Exercise requirements.
Starting with the line that has "the black shoe?" in it, repeat every line through the last one, word for word, and give nothing more.

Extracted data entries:
☆ ☆ ☆ ☆
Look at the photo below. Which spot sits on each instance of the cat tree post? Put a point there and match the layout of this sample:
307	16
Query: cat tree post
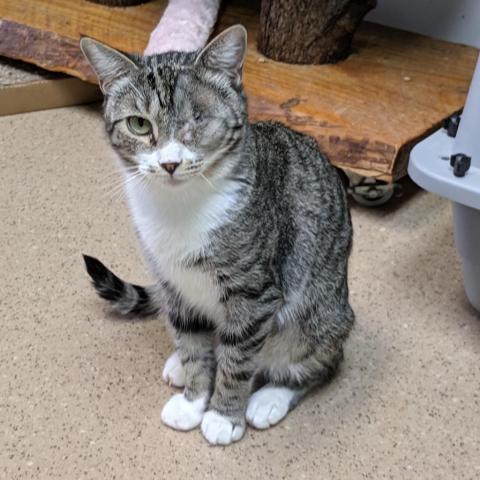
309	31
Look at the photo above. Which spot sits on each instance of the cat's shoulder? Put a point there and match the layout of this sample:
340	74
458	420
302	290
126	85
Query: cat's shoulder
278	131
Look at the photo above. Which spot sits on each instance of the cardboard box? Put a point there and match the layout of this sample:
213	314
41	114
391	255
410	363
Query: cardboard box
46	93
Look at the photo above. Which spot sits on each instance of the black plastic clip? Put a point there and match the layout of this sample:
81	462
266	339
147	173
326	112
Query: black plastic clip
451	124
460	163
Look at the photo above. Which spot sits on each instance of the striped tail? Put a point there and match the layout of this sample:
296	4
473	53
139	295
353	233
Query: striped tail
124	297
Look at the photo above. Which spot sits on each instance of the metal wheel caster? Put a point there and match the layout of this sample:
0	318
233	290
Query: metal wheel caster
369	192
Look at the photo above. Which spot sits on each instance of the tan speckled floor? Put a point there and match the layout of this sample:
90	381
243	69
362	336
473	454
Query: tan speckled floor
80	391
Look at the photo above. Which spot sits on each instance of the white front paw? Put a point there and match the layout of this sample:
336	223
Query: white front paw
173	372
269	405
220	430
182	414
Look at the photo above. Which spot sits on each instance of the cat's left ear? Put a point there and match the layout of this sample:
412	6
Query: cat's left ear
108	64
226	52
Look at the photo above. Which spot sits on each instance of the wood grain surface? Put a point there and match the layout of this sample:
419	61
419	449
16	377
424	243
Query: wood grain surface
366	112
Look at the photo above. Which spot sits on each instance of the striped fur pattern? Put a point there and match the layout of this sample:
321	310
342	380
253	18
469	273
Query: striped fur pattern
248	239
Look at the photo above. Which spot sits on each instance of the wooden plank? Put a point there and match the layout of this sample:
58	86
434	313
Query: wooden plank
365	112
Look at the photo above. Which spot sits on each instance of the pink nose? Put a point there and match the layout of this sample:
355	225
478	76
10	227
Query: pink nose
170	167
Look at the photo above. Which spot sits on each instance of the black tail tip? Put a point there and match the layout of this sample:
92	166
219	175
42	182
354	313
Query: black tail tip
95	268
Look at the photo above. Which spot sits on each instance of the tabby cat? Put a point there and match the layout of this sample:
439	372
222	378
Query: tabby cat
245	227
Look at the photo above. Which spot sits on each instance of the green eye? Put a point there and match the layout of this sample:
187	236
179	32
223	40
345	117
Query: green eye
139	125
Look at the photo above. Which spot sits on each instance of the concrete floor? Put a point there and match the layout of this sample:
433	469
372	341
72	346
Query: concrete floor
81	390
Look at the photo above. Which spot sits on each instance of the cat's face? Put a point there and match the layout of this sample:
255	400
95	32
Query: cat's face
174	116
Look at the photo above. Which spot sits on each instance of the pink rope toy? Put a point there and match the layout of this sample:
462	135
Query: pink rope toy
185	26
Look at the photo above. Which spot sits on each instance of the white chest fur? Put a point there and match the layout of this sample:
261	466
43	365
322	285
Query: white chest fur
174	224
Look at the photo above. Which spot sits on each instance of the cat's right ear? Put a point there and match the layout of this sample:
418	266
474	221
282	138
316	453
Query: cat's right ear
107	63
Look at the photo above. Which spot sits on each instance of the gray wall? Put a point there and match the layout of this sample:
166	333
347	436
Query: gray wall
453	20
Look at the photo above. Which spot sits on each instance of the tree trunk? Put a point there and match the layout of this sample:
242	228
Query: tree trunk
309	31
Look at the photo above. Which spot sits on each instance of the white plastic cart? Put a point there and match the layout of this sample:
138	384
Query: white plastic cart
449	165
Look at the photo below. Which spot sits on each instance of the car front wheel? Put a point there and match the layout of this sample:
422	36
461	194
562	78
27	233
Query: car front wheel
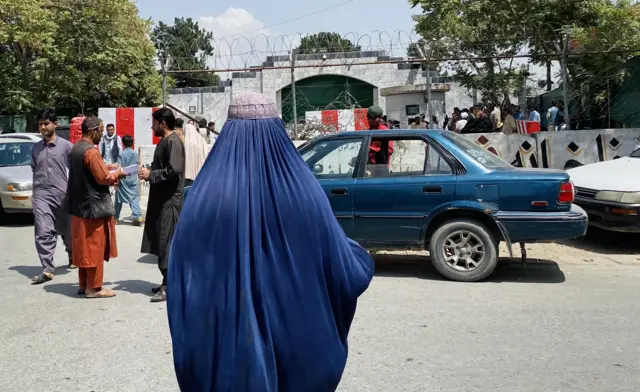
464	250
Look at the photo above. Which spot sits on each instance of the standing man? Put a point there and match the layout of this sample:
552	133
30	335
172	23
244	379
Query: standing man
533	114
91	208
166	192
377	155
204	130
110	146
49	163
211	133
481	123
128	191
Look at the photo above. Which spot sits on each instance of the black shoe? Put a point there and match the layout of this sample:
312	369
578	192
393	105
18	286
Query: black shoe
161	296
42	278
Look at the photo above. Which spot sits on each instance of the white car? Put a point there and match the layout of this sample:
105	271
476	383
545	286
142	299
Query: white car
16	177
609	192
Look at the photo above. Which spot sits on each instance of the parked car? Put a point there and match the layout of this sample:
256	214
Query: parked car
438	191
16	178
610	193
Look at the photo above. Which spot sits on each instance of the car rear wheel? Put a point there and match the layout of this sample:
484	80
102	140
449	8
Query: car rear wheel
464	250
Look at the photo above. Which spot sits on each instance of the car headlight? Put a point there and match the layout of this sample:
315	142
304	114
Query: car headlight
619	197
630	198
20	187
☆ ☆ ☆ ☆
Finished task.
Look at the photo above. Which spot sits on each instance of the black shoe? Put a point there and match the layout of this sample:
312	369
578	192
393	105
18	286
Query: black shoe
161	296
42	278
Look at the photo above. Which spot sits on each instance of the white car? Put a point there and match the layout of this sample:
105	271
476	383
545	286
142	299
Query: white car
16	177
609	192
Look at the photo above. Which spot sits on each instance of the parked car? Put a point there and match the layout of this sample:
256	214
Query: parked car
438	191
16	178
610	193
Look at the photo above. Which spot sits on each instance of the car rear wheel? Put a point there and match the layout of this sample:
484	80
102	140
449	8
Query: car rear wheel
464	250
Look at the photo above. Which spot sits on each instance of the car headlight? Put a point there and match the layout of this sample:
315	142
304	114
Query: car headlight
619	197
630	198
20	187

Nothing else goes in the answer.